Stated exercise |
Count the lines in the items below that contain the string "feeder", and reply with that number alone.

Material |
※ ※ ※
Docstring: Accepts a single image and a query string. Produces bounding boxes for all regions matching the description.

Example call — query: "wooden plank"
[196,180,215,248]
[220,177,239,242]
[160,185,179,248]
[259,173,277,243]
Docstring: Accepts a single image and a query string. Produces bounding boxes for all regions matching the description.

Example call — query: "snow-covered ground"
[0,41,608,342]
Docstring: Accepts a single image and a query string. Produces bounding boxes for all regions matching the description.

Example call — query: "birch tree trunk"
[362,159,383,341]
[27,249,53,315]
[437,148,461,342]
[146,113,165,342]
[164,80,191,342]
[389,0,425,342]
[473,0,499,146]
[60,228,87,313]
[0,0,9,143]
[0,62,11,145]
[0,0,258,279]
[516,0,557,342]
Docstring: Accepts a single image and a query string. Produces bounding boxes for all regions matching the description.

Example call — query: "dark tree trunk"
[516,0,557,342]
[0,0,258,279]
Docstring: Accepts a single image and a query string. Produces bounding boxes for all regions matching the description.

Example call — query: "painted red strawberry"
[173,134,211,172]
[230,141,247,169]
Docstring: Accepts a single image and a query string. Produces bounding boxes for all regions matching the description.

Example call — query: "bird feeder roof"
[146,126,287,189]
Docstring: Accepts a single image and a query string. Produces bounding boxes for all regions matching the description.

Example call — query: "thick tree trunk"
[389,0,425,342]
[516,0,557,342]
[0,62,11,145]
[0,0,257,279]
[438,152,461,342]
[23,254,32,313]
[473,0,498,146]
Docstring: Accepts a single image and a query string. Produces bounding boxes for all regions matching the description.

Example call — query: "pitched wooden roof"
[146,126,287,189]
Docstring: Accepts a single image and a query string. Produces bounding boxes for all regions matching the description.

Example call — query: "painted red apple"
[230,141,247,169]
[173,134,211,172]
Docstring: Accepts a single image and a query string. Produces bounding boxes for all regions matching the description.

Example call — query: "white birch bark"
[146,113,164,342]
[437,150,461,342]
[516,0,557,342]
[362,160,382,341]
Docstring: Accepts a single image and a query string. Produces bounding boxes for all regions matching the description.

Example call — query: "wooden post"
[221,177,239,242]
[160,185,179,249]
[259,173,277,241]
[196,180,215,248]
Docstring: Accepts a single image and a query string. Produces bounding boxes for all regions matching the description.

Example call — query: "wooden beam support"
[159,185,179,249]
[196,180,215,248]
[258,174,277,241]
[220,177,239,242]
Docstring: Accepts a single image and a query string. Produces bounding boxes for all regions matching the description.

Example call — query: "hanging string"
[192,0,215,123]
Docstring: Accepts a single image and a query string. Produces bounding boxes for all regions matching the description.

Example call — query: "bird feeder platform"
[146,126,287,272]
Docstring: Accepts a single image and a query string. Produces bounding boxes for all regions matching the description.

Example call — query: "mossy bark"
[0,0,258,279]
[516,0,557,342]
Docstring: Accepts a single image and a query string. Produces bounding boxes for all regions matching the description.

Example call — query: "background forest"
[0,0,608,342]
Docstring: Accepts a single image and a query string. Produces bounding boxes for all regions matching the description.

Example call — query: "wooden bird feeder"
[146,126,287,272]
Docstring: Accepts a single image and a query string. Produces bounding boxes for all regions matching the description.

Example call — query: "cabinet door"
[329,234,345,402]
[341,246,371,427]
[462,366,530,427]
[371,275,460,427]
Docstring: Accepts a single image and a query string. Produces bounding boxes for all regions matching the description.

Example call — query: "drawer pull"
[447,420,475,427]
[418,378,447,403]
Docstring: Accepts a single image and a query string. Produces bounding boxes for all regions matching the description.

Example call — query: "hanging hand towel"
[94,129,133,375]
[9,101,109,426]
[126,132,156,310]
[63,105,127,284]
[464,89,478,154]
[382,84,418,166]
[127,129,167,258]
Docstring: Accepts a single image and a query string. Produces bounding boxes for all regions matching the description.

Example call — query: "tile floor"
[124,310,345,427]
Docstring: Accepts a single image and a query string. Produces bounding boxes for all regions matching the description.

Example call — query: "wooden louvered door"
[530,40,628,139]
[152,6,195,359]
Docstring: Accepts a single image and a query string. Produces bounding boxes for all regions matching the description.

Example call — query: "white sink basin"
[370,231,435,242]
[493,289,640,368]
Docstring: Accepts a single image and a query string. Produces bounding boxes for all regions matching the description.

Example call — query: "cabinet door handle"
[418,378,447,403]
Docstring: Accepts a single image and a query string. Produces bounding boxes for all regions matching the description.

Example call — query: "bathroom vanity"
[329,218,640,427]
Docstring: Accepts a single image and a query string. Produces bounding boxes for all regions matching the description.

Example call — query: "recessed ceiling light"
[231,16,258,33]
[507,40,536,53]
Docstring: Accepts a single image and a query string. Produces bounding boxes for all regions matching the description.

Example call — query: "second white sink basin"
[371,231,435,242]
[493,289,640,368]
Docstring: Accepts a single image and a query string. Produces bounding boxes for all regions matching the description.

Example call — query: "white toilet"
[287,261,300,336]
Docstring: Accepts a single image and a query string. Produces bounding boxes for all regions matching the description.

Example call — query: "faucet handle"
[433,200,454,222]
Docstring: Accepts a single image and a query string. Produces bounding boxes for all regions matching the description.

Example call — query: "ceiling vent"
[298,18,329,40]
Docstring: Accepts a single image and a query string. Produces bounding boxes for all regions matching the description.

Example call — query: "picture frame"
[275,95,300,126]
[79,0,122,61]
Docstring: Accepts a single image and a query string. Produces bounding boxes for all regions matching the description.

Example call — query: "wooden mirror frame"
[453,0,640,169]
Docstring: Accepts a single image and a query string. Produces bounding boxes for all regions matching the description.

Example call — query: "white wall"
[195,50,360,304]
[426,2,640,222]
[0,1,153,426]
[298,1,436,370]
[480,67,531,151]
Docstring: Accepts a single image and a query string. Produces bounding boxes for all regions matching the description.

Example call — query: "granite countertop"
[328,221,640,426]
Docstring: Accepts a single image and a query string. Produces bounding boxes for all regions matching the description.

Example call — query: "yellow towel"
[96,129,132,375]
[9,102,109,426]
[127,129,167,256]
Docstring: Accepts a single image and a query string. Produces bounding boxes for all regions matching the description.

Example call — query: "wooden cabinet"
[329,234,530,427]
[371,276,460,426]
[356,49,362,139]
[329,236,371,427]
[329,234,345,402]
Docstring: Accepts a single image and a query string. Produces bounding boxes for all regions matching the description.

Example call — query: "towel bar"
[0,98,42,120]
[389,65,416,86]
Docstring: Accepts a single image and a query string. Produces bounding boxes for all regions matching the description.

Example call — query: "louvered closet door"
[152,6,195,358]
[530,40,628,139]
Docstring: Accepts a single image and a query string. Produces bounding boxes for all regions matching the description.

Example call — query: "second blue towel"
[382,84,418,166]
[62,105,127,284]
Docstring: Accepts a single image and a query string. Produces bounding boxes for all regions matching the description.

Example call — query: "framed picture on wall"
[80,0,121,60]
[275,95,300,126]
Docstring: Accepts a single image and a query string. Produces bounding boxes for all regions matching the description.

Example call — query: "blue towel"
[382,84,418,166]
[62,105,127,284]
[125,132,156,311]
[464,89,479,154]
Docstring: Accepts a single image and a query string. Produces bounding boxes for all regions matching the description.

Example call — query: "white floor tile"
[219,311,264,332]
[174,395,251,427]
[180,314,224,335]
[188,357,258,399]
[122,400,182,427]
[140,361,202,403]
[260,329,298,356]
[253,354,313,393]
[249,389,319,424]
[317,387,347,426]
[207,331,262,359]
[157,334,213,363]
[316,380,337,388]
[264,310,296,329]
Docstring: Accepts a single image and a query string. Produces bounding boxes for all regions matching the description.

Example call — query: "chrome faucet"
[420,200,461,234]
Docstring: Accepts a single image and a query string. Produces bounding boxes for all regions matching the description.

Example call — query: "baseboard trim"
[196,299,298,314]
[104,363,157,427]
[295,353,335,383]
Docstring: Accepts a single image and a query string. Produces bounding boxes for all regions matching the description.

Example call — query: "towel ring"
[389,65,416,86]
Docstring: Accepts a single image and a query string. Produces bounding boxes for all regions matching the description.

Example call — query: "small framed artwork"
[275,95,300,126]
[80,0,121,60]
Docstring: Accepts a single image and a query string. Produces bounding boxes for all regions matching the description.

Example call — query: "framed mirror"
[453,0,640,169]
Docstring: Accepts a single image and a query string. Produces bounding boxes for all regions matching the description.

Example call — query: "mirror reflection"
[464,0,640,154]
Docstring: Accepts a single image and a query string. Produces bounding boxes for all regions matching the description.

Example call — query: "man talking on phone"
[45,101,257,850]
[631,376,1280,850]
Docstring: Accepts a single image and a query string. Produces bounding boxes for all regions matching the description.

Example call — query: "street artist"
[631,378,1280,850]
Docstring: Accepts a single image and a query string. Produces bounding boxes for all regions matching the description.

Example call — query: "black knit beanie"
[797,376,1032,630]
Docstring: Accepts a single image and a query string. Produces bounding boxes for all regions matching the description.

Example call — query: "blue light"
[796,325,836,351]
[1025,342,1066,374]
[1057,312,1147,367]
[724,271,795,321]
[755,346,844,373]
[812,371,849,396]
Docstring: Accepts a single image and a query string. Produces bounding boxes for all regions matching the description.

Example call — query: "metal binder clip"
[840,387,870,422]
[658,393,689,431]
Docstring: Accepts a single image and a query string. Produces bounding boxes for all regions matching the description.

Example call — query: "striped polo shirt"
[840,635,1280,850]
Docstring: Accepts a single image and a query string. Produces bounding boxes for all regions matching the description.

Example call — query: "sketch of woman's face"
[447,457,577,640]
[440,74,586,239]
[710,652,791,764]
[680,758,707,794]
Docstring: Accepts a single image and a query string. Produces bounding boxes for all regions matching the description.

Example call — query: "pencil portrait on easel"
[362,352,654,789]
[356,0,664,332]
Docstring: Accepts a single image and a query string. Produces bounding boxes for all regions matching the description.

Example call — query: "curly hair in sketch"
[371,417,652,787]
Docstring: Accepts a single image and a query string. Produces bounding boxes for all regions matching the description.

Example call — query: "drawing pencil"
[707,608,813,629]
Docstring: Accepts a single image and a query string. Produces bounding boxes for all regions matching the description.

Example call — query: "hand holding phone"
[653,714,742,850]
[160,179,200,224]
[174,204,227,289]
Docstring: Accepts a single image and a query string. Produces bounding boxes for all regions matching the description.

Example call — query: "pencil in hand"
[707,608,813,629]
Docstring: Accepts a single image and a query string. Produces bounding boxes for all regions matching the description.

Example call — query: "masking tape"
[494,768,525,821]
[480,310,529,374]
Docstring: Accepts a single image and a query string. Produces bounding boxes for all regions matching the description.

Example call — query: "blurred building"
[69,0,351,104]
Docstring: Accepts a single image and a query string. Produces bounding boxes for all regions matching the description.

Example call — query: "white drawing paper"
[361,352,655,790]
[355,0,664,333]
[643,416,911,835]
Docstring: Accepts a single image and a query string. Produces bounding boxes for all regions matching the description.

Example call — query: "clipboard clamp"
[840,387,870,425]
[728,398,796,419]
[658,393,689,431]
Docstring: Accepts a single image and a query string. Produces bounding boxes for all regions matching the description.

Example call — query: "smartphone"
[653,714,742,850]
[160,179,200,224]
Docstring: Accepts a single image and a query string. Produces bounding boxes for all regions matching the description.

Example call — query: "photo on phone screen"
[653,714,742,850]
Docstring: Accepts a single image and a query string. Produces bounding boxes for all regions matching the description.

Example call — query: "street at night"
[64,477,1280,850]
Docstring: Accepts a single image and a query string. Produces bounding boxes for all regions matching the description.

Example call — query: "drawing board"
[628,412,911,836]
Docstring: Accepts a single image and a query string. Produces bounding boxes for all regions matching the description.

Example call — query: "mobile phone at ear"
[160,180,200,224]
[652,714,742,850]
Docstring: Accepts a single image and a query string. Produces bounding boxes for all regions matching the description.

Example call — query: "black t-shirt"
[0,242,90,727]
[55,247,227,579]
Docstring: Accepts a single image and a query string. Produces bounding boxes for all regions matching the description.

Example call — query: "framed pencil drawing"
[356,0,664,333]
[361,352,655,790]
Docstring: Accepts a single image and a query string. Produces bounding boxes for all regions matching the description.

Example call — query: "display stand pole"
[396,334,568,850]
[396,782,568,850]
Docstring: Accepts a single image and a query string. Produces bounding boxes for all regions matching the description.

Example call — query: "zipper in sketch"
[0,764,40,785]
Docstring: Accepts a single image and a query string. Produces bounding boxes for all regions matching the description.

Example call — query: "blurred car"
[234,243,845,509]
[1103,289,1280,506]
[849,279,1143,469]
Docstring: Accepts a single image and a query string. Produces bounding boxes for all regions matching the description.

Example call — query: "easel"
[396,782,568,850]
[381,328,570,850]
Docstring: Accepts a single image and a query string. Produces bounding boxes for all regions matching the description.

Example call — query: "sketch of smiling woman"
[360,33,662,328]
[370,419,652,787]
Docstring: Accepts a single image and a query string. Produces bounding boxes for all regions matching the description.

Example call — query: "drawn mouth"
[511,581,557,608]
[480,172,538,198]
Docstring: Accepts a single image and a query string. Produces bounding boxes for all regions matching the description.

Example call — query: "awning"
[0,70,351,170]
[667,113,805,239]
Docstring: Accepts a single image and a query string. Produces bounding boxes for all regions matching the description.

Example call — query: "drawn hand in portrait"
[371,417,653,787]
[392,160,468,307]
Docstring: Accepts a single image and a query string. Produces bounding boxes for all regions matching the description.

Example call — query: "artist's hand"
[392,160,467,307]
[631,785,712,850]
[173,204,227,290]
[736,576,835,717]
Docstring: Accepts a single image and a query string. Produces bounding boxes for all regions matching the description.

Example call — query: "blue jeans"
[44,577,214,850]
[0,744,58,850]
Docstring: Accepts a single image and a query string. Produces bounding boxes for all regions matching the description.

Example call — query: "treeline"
※ ※ ※
Correct output |
3